An apology, an explanation, and a case study I lived through.

I owe you an apology. No newsletter last week.

The reason is simple, and it turned out to be professionally useful. I was sitting in the dark in São Silvestre, Portugal, with no electricity and no mobile coverage, courtesy of Storm Kristin. Portugal’s most destructive storm in recorded history handed me an unplanned field lesson in last-mile crisis communication failure.

There’s a particular irony in being a crisis communication consultant who can’t communicate during a crisis.

I spent six days with no power, no internet, and no way to reach you (or anyone else beyond shouting distance). My communication world shrank fast. It was my wife, our neighbours, a rescued puppy, and an Italian stovetop coffee maker that suddenly counted as essential infrastructure.

But those six days were valuable beyond the inconvenience for one reason: I felt, firsthand, the gap between what national crisis communication systems promise and what actually reaches people on the ground.

I watched Portugal run a textbook-perfect early warning effort. Then I watched the system go quiet after the storm passed, right when we needed information most.

So this week’s newsletter comes to you late, but with a sharper edge. What follows isn’t just analysis. It’s testimony. And it points to something that matters: even sophisticated crisis communication systems can fail at the last mile.

Let me tell you what happened.

Table of Contents

Storm Kristin

On January 28, 2026, Storm Kristin slammed into Portugal’s central coast with winds hitting 208 km/h. It was the most destructive storm in the country’s recorded history. Ten dead. Nearly one million homes dark. €1.5–2 billion in damages. Within days, the government announced a €2.5 billion recovery package, one of the largest disaster responses in European history.

From a crisis communication perspective, the national response did a lot right.

Portugal’s meteorological institute began tracking the depression two days out and formally named it “Kristin” on January 27. That single act matters: it gave the public a specific threat to picture and talk about.

The National Emergency and Civil Protection Authority elevated the country to Level 4 maximum readiness 24 hours before landfall. SMS and Cell Broadcast alerts reached 2.3 million devices. Authorities deployed 34,000 emergency personnel. Prime Minister Luís Montenegro visited affected areas within 48 hours.

The government’s statement also did something quietly smart. It credited “early warnings issued by civil protection bodies and the responsible and prudent behaviour by the Portuguese people” with mitigating consequences. In one line, it backed the warning system and rewarded the public for listening, which is how you build compliance for the next time.

It was coordinated. It was fast. It looked, at the national level, like competence.

And still, beneath that macro-level success, there’s a problem most crisis communicators recognise: the gap between national messaging and hyper-local experience.

— DATA EXTRACTS —
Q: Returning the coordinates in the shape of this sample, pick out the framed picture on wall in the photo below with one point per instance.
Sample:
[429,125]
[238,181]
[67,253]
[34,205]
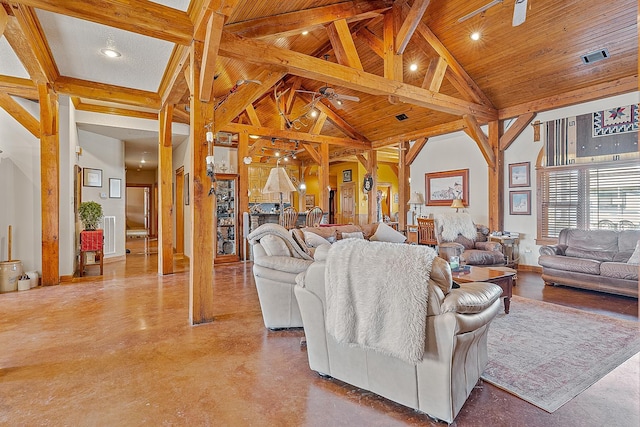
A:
[520,202]
[114,188]
[92,177]
[519,174]
[443,187]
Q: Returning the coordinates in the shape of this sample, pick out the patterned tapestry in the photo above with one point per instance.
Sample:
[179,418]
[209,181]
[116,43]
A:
[606,135]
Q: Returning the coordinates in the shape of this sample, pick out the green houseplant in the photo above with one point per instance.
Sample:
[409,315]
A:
[90,214]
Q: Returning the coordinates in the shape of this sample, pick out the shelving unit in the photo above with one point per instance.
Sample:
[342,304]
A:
[227,219]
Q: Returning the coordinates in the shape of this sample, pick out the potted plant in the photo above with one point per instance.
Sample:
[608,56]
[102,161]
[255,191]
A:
[90,214]
[91,238]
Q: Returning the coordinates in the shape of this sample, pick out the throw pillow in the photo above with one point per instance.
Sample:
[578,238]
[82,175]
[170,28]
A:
[313,240]
[386,233]
[274,246]
[635,256]
[354,235]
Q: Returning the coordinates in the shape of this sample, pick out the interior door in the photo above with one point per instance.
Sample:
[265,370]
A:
[347,203]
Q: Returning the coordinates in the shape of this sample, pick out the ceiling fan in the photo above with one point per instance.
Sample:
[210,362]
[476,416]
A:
[330,94]
[519,11]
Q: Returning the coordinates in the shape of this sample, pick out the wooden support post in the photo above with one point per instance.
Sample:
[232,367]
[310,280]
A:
[323,178]
[50,185]
[404,189]
[496,178]
[243,188]
[373,202]
[165,202]
[202,212]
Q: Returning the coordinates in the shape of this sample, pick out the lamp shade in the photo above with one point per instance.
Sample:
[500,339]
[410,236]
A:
[457,204]
[416,199]
[278,182]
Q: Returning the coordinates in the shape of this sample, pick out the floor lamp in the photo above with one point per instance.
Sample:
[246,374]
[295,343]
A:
[278,182]
[416,200]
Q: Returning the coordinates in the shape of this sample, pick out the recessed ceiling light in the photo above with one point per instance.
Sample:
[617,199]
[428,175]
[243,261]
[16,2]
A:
[111,53]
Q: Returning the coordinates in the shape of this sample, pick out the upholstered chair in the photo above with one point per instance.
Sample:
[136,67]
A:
[458,235]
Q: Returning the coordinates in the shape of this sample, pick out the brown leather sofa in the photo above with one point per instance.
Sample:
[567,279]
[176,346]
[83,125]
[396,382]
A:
[592,259]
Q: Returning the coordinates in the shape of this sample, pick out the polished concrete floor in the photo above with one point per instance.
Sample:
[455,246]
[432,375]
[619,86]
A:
[118,350]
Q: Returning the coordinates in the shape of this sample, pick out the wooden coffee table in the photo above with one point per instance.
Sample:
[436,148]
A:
[501,276]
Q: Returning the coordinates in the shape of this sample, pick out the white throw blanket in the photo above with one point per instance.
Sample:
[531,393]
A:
[456,223]
[377,296]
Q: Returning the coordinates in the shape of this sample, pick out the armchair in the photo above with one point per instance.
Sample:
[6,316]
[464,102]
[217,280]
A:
[457,235]
[455,339]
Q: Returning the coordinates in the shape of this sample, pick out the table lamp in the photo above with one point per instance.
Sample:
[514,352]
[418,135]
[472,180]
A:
[457,204]
[416,200]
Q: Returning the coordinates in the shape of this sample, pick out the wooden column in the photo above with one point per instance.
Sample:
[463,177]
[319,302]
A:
[323,178]
[404,188]
[496,178]
[49,185]
[373,170]
[243,188]
[165,202]
[202,213]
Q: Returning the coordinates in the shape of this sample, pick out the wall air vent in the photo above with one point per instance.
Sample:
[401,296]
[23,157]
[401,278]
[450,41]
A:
[595,56]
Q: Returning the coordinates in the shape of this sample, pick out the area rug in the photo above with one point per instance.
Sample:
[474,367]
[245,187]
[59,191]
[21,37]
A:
[547,354]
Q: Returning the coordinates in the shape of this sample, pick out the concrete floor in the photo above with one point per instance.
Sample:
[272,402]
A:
[118,350]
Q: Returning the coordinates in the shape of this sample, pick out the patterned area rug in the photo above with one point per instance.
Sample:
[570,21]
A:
[547,354]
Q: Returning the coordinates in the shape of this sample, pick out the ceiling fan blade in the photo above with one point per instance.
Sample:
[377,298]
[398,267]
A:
[519,12]
[348,97]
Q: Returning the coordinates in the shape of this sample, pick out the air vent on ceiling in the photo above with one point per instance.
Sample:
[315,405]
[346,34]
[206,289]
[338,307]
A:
[595,56]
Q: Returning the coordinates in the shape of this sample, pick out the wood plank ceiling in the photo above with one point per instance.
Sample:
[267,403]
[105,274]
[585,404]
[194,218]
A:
[349,47]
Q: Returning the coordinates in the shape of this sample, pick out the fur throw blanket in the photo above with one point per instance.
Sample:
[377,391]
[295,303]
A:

— PROBLEM STATEMENT —
Could you give the stretch of the Storm Kristin newsletter from "The reason is" through "crisis communication failure." again, replacing "no mobile coverage" with "no phone signal"?

— FINISHED EXERCISE —
The reason is simple, and it turned out to be professionally useful. I was sitting in the dark in São Silvestre, Portugal, with no electricity and no phone signal, courtesy of Storm Kristin. Portugal’s most destructive storm in recorded history handed me an unplanned field lesson in last-mile crisis communication failure.